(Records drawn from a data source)
○ ○ ○

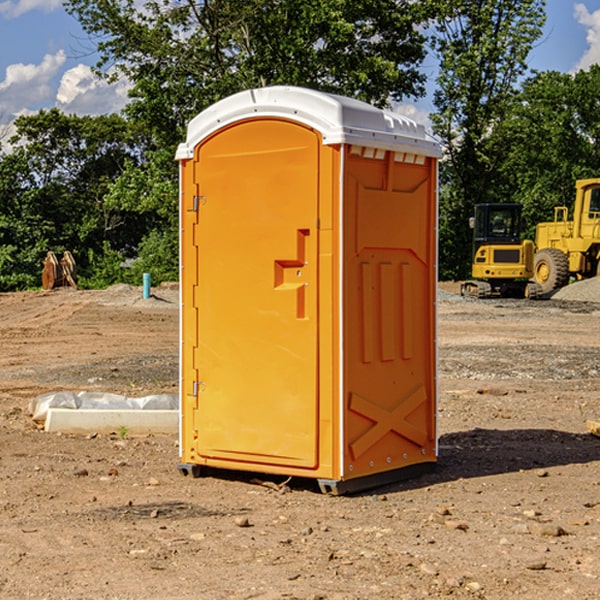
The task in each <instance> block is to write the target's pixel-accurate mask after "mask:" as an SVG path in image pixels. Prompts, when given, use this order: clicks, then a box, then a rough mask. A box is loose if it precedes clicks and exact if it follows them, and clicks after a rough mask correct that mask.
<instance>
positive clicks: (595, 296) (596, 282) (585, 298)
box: [552, 277, 600, 302]
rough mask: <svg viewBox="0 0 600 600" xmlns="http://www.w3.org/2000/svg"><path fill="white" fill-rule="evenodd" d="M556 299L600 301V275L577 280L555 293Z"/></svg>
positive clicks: (585, 301) (586, 301)
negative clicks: (585, 278) (590, 278)
mask: <svg viewBox="0 0 600 600" xmlns="http://www.w3.org/2000/svg"><path fill="white" fill-rule="evenodd" d="M552 299H554V300H573V301H576V302H600V277H593V278H592V279H584V280H582V281H576V282H574V283H571V284H570V285H567V286H565V287H564V288H561V289H560V290H558V291H557V292H556V293H555V294H553V296H552Z"/></svg>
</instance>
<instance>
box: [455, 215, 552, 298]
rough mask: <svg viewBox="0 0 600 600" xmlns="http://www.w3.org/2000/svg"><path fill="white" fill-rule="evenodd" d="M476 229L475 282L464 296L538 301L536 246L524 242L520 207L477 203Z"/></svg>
mask: <svg viewBox="0 0 600 600" xmlns="http://www.w3.org/2000/svg"><path fill="white" fill-rule="evenodd" d="M470 225H471V227H472V228H473V234H474V235H473V265H472V277H473V279H472V280H469V281H465V282H464V283H463V284H462V286H461V294H462V295H463V296H470V297H474V298H491V297H497V296H501V297H512V298H536V297H538V296H539V295H540V294H541V289H540V286H538V285H537V284H536V283H535V282H531V281H529V280H530V279H531V278H532V277H533V258H534V244H533V242H532V241H531V240H521V229H522V219H521V205H520V204H477V205H476V206H475V216H474V217H472V218H471V219H470Z"/></svg>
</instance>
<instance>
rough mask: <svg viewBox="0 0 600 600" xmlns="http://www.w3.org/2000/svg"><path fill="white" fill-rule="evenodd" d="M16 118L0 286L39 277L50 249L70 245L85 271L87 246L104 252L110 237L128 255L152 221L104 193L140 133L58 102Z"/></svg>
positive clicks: (135, 154)
mask: <svg viewBox="0 0 600 600" xmlns="http://www.w3.org/2000/svg"><path fill="white" fill-rule="evenodd" d="M15 125H16V129H17V133H16V135H15V136H13V138H12V139H11V144H13V145H14V147H15V149H14V150H13V152H11V153H10V154H6V155H4V156H2V158H1V159H0V246H1V247H2V253H1V258H0V286H1V287H2V288H3V289H11V288H15V287H17V288H22V287H30V286H32V285H39V281H40V279H39V275H40V273H41V260H42V258H43V257H44V256H45V253H46V252H47V251H48V250H53V251H55V252H57V253H58V252H62V251H64V250H70V251H71V252H72V253H73V254H74V256H75V258H76V261H77V263H78V265H79V266H80V270H81V271H82V272H83V274H84V277H85V275H86V271H87V269H88V267H89V262H88V257H89V255H90V254H89V253H90V251H91V252H92V253H95V254H96V255H97V254H102V253H103V251H104V248H105V244H108V247H110V248H112V249H114V250H118V251H119V252H120V253H121V254H123V255H127V253H128V252H129V253H133V252H135V249H136V247H137V246H138V245H139V244H140V242H141V240H142V239H143V236H144V234H145V233H146V232H147V231H149V229H150V227H149V224H148V222H147V221H145V220H142V219H140V216H139V214H138V213H133V212H128V211H126V210H121V209H120V208H115V207H113V206H111V205H110V204H109V203H107V202H105V199H104V197H105V195H106V194H107V192H108V190H109V189H110V185H111V183H112V182H113V181H114V180H115V179H117V178H118V176H119V175H120V174H121V173H122V172H123V170H124V169H125V165H126V164H127V163H128V162H131V161H139V160H140V152H141V148H142V147H143V137H141V136H140V135H137V134H135V133H134V132H132V130H131V127H130V125H129V124H128V123H127V121H125V120H124V119H123V118H122V117H119V116H117V115H109V116H100V117H76V116H67V115H65V114H63V113H61V112H60V111H59V110H57V109H52V110H49V111H40V112H39V113H37V114H35V115H31V116H26V117H20V118H18V119H17V121H16V122H15ZM19 274H20V275H19ZM17 275H19V276H17Z"/></svg>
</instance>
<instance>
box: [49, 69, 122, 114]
mask: <svg viewBox="0 0 600 600" xmlns="http://www.w3.org/2000/svg"><path fill="white" fill-rule="evenodd" d="M129 88H130V86H129V84H128V83H127V82H126V81H123V80H121V81H118V82H116V83H113V84H109V83H107V82H106V81H104V80H102V79H100V78H99V77H96V76H95V75H94V73H93V72H92V70H91V69H90V67H88V66H86V65H81V64H80V65H77V66H76V67H73V68H72V69H69V70H68V71H65V73H64V74H63V76H62V78H61V80H60V85H59V88H58V93H57V94H56V106H57V107H58V108H60V109H61V110H62V111H63V112H65V113H68V114H73V113H74V114H78V115H101V114H108V113H113V112H119V111H120V110H121V109H122V108H123V107H124V106H125V104H127V100H128V98H127V92H128V90H129Z"/></svg>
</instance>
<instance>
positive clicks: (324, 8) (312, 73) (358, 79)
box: [65, 0, 430, 147]
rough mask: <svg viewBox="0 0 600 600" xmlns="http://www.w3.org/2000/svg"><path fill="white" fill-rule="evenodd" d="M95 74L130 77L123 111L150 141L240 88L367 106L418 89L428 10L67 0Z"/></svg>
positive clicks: (420, 90)
mask: <svg viewBox="0 0 600 600" xmlns="http://www.w3.org/2000/svg"><path fill="white" fill-rule="evenodd" d="M65 6H66V8H67V10H68V11H69V12H70V13H71V14H73V15H74V16H75V17H76V18H77V19H78V20H79V22H80V23H81V25H82V27H83V28H84V30H85V31H86V32H87V33H88V34H89V35H90V39H91V40H92V41H93V42H94V43H95V44H97V49H98V51H99V53H100V60H99V63H98V65H97V67H98V71H99V72H100V73H104V74H105V76H107V77H117V76H120V75H124V76H126V77H127V78H128V79H129V80H130V81H131V83H132V86H133V87H132V89H131V92H130V96H131V99H132V100H131V103H130V105H129V106H128V107H127V109H126V110H127V114H128V115H129V116H130V117H132V118H133V119H134V120H136V121H143V122H144V123H145V124H146V127H147V128H148V130H149V131H152V133H153V135H154V136H155V138H156V141H157V143H158V144H159V145H160V146H161V147H162V146H164V145H165V144H170V145H174V144H175V143H177V142H178V141H181V139H182V135H183V131H184V128H185V126H186V124H187V122H188V121H189V120H190V118H192V117H193V116H195V115H196V114H197V113H198V112H200V111H201V110H203V109H204V108H206V107H207V106H209V105H211V104H212V103H214V102H215V101H217V100H219V99H221V98H223V97H225V96H228V95H230V94H232V93H234V92H238V91H240V90H243V89H247V88H251V87H257V86H265V85H273V84H286V85H301V86H307V87H313V88H316V89H320V90H323V91H330V92H337V93H341V94H345V95H349V96H353V97H356V98H360V99H362V100H365V101H367V102H372V103H374V104H377V105H384V104H386V103H388V102H389V100H390V99H396V100H399V99H401V98H404V97H405V96H416V95H420V94H422V93H423V91H424V89H423V83H424V80H425V77H424V75H423V74H421V73H420V72H419V70H418V66H419V64H420V63H421V61H422V60H423V58H424V56H425V47H424V43H425V38H424V36H423V34H422V33H420V31H419V29H418V27H417V26H418V25H419V24H421V23H423V22H424V20H425V19H426V17H427V10H430V7H429V5H428V3H418V2H417V3H415V2H412V1H411V0H378V1H377V2H375V1H373V0H304V1H302V2H299V1H298V0H204V1H201V2H196V1H195V0H178V1H175V2H173V0H148V1H146V2H144V4H143V6H142V7H141V8H140V5H139V3H138V2H135V0H125V1H121V0H118V1H117V0H67V2H66V4H65Z"/></svg>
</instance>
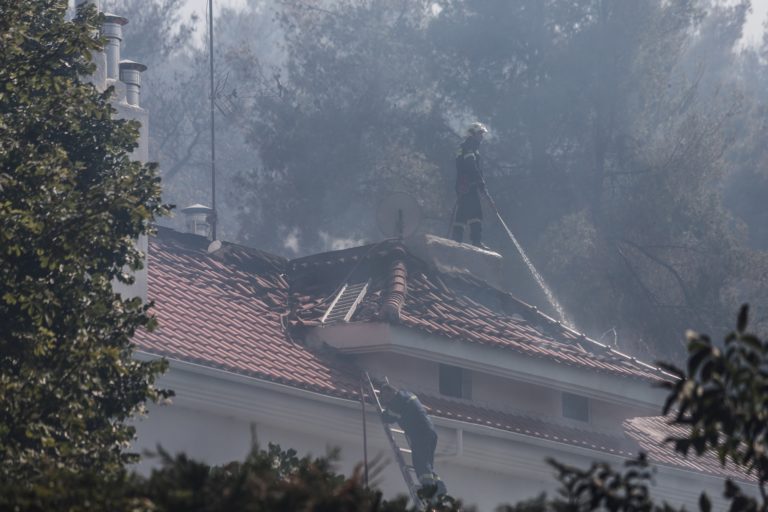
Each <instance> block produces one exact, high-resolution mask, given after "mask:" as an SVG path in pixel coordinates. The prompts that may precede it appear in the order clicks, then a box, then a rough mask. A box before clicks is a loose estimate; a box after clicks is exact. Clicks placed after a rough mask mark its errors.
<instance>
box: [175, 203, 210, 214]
mask: <svg viewBox="0 0 768 512" xmlns="http://www.w3.org/2000/svg"><path fill="white" fill-rule="evenodd" d="M181 211H182V213H185V214H187V215H195V214H196V213H213V208H211V207H209V206H205V205H204V204H200V203H196V204H191V205H189V206H187V207H186V208H182V209H181Z"/></svg>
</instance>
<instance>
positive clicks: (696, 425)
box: [664, 305, 768, 506]
mask: <svg viewBox="0 0 768 512" xmlns="http://www.w3.org/2000/svg"><path fill="white" fill-rule="evenodd" d="M747 319H748V307H747V306H746V305H744V306H742V308H741V310H740V311H739V316H738V322H737V326H736V330H735V331H734V332H732V333H731V334H729V335H728V336H727V337H726V339H725V344H724V346H723V347H718V346H716V345H715V344H713V343H712V341H711V340H710V339H709V337H708V336H706V335H703V334H699V333H696V332H693V331H689V332H688V364H687V366H686V368H685V369H680V368H678V367H676V366H674V365H664V367H665V368H666V369H667V370H668V371H669V372H670V373H672V374H674V375H675V376H676V377H678V379H677V380H676V381H674V382H670V383H667V384H665V387H666V388H667V389H669V391H670V394H669V397H668V399H667V401H666V403H665V405H664V413H665V414H667V413H668V412H670V411H671V412H672V414H673V416H674V421H675V423H676V424H679V425H682V426H685V427H686V429H690V432H689V433H688V434H687V435H686V436H676V437H672V438H671V439H670V441H672V442H673V443H674V446H675V449H676V450H677V451H679V452H680V453H682V454H683V455H687V454H688V453H689V452H690V451H693V452H694V453H696V454H697V455H701V454H702V453H705V452H708V451H711V452H713V453H715V454H717V456H718V458H719V459H720V463H721V464H725V463H726V462H729V461H730V462H733V463H734V464H736V465H737V466H740V467H742V468H744V469H745V470H746V471H748V472H749V473H752V474H754V475H755V476H756V477H757V479H758V481H759V483H760V489H761V491H762V493H763V499H764V501H765V503H764V506H768V501H766V489H765V487H766V482H768V454H767V453H766V451H767V449H768V342H766V341H765V340H761V339H760V338H759V337H757V336H755V335H754V334H751V333H749V332H747ZM730 485H734V484H730ZM729 492H730V493H731V494H734V493H735V491H729ZM734 496H735V494H734Z"/></svg>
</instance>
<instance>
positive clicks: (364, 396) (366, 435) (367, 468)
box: [360, 379, 368, 489]
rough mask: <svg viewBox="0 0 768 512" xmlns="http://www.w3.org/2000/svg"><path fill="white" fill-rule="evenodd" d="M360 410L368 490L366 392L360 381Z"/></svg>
mask: <svg viewBox="0 0 768 512" xmlns="http://www.w3.org/2000/svg"><path fill="white" fill-rule="evenodd" d="M360 409H361V411H362V415H363V468H364V469H365V473H364V478H365V488H366V489H368V428H367V426H366V421H365V390H364V387H363V380H362V379H360Z"/></svg>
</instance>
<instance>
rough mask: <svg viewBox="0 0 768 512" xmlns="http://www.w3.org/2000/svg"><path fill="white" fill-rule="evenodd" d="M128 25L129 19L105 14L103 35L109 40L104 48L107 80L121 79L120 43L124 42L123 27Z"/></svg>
mask: <svg viewBox="0 0 768 512" xmlns="http://www.w3.org/2000/svg"><path fill="white" fill-rule="evenodd" d="M127 23H128V19H127V18H123V17H122V16H117V15H114V14H108V13H105V14H104V26H103V27H102V29H101V33H102V35H103V36H104V38H106V40H107V45H106V47H105V48H104V50H105V51H106V53H107V78H111V79H112V80H117V79H118V78H120V43H121V42H122V40H123V26H124V25H125V24H127Z"/></svg>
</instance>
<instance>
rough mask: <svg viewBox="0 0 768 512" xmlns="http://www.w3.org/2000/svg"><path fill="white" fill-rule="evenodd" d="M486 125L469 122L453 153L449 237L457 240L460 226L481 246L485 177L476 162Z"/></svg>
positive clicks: (482, 234) (459, 232)
mask: <svg viewBox="0 0 768 512" xmlns="http://www.w3.org/2000/svg"><path fill="white" fill-rule="evenodd" d="M486 133H488V128H486V127H485V125H484V124H483V123H472V124H471V125H470V126H469V128H468V129H467V138H466V139H464V142H462V143H461V146H459V151H458V153H457V155H456V196H457V198H456V208H455V214H454V216H453V217H454V218H453V231H452V233H451V234H452V238H453V239H454V240H455V241H457V242H459V243H461V242H462V241H463V239H464V229H465V228H467V227H468V228H469V240H470V241H471V242H472V245H475V246H477V247H481V248H483V249H487V247H486V246H485V245H483V242H482V238H483V208H482V206H481V204H480V198H481V196H482V195H485V193H486V192H485V179H484V178H483V170H482V165H481V161H480V143H481V142H482V141H483V135H485V134H486Z"/></svg>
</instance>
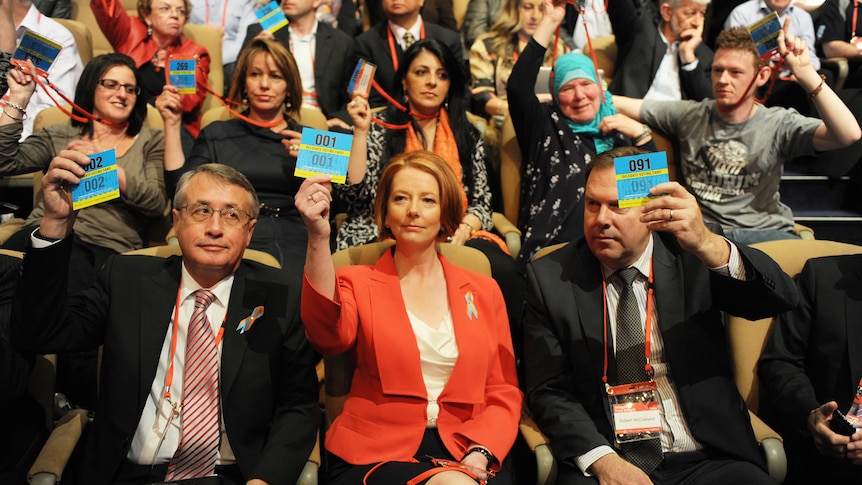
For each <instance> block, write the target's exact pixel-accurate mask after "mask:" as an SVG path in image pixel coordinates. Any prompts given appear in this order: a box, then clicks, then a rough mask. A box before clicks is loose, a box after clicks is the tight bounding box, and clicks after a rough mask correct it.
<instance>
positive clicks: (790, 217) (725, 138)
mask: <svg viewBox="0 0 862 485" xmlns="http://www.w3.org/2000/svg"><path fill="white" fill-rule="evenodd" d="M640 116H641V120H642V121H643V122H644V123H646V124H647V125H649V126H651V127H653V128H656V129H658V130H659V131H662V132H664V133H666V134H667V135H669V136H672V137H676V138H679V140H680V160H681V164H682V174H683V178H684V181H685V185H686V187H688V189H689V190H690V191H692V193H693V194H694V195H695V197H697V200H698V202H699V203H700V208H701V211H702V212H703V216H704V218H705V219H706V220H707V221H709V222H716V223H718V224H721V226H722V227H723V228H725V229H738V228H743V229H763V230H779V231H790V230H791V229H792V228H793V214H792V213H791V212H790V208H789V207H787V206H786V205H784V204H782V203H781V198H780V196H779V194H778V186H779V184H780V182H781V173H782V171H783V167H784V162H785V161H787V160H791V159H793V158H796V157H798V156H802V155H810V154H813V153H814V130H815V129H816V128H817V127H818V126H820V124H821V123H822V121H820V120H819V119H816V118H807V117H805V116H802V115H800V114H799V113H798V112H796V110H793V109H785V108H767V107H765V106H762V105H757V110H756V111H755V112H754V115H753V116H752V117H751V118H749V119H748V120H747V121H743V122H741V123H727V122H724V121H722V120H721V118H719V116H718V112H717V109H716V106H715V100H705V101H644V102H643V105H642V107H641V113H640Z"/></svg>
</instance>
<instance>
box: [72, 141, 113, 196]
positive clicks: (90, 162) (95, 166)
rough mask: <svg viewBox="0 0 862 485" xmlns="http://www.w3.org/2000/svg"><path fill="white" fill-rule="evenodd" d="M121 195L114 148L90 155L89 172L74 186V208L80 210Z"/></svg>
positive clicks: (81, 177) (72, 193) (73, 187)
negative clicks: (120, 192)
mask: <svg viewBox="0 0 862 485" xmlns="http://www.w3.org/2000/svg"><path fill="white" fill-rule="evenodd" d="M119 197H120V179H119V178H118V177H117V155H116V152H114V149H113V148H111V149H110V150H105V151H103V152H101V153H96V154H94V155H90V165H88V166H87V173H86V174H84V176H83V177H81V183H79V184H78V185H75V186H74V187H72V209H73V210H80V209H83V208H85V207H90V206H91V205H96V204H101V203H102V202H107V201H109V200H114V199H117V198H119Z"/></svg>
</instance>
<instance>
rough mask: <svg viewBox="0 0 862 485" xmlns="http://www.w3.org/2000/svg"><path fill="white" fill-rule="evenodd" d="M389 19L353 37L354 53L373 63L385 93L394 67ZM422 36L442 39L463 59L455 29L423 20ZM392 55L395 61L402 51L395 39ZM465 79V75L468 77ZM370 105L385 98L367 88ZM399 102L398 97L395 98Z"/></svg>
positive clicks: (444, 43) (388, 87)
mask: <svg viewBox="0 0 862 485" xmlns="http://www.w3.org/2000/svg"><path fill="white" fill-rule="evenodd" d="M388 32H389V22H388V21H386V20H384V21H383V22H380V23H378V24H376V25H374V26H373V27H371V28H370V29H368V30H367V31H365V32H363V33H362V34H361V35H359V36H358V37H356V43H355V47H356V56H357V57H359V58H362V59H365V60H367V61H370V62H371V63H373V64H375V65H376V66H377V71H376V72H375V73H374V79H375V80H376V81H377V84H379V85H380V87H382V88H383V89H385V90H386V91H387V93H389V94H392V88H393V85H392V83H393V81H394V79H395V71H396V69H395V66H394V64H393V63H392V53H391V52H390V50H389V36H388ZM425 38H426V39H437V40H439V41H440V42H442V43H443V44H444V45H445V46H446V47H448V48H449V50H451V51H452V54H453V55H454V56H455V59H463V58H464V54H463V52H462V50H461V37H460V36H459V35H458V33H457V32H455V31H452V30H449V29H447V28H444V27H440V26H439V25H435V24H431V23H428V22H425ZM395 55H396V56H397V58H398V61H400V60H401V58H402V57H404V51H403V50H401V46H400V45H399V44H398V42H397V41H396V42H395ZM468 79H469V76H468ZM368 101H369V102H370V104H371V107H373V108H376V107H378V106H385V105H386V100H385V99H383V96H381V95H380V93H378V92H377V90H376V89H372V90H371V96H369V97H368ZM399 101H400V100H399Z"/></svg>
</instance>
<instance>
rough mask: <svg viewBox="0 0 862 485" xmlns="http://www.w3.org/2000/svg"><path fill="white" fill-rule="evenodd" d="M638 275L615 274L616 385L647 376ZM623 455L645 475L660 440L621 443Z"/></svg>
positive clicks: (650, 467) (627, 271)
mask: <svg viewBox="0 0 862 485" xmlns="http://www.w3.org/2000/svg"><path fill="white" fill-rule="evenodd" d="M638 274H640V271H638V270H637V269H636V268H626V269H623V270H620V271H617V272H616V273H614V275H613V277H614V278H617V280H618V281H620V282H622V291H621V292H620V300H619V302H618V303H617V333H616V361H617V384H630V383H633V382H643V381H646V380H648V379H649V376H648V375H647V373H646V369H645V368H644V366H645V365H646V345H645V343H644V329H643V325H642V324H641V316H640V310H639V309H638V303H637V298H635V293H634V289H633V288H632V282H634V280H635V278H637V275H638ZM622 455H623V457H625V459H626V460H628V461H629V462H630V463H632V464H633V465H635V466H636V467H638V468H640V469H641V470H643V471H644V473H646V474H647V475H649V474H650V473H652V471H653V470H655V468H656V467H657V466H658V465H659V463H661V461H662V459H663V457H662V453H661V440H660V439H648V440H643V441H633V442H629V443H622Z"/></svg>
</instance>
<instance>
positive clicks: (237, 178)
mask: <svg viewBox="0 0 862 485" xmlns="http://www.w3.org/2000/svg"><path fill="white" fill-rule="evenodd" d="M199 173H202V174H205V175H208V176H210V177H212V178H214V179H216V180H220V181H222V182H224V183H226V184H229V185H236V186H239V187H242V188H243V189H245V191H246V192H248V203H249V214H251V218H252V219H257V216H258V215H259V214H260V202H259V201H258V199H257V192H255V190H254V187H253V186H252V185H251V182H249V181H248V179H247V178H245V175H243V174H242V173H241V172H240V171H239V170H237V169H235V168H233V167H231V166H230V165H224V164H222V163H205V164H203V165H198V166H197V167H195V169H194V170H189V171H188V172H186V173H184V174H183V175H182V176H181V177H180V180H179V182H177V190H176V192H174V208H177V207H180V206H182V205H183V203H184V202H185V198H186V188H187V187H188V185H189V182H191V180H192V177H194V176H195V175H197V174H199Z"/></svg>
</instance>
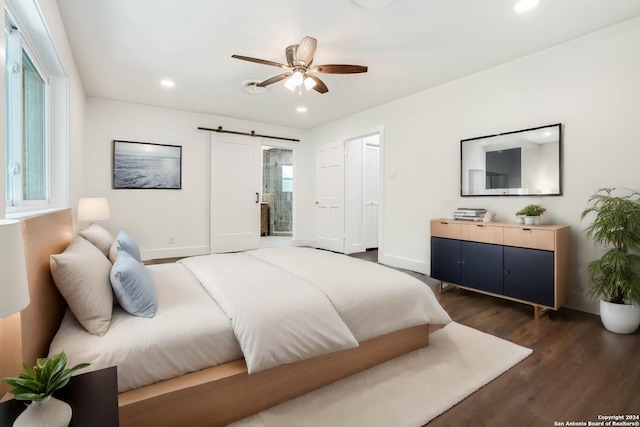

○ ○ ○

* _WHAT THE TASK ASKS_
Count the lines above containing the string "that", treating uppercase and lowercase as distinct. Reply with the number alone.

* _FINISHED TASK_
2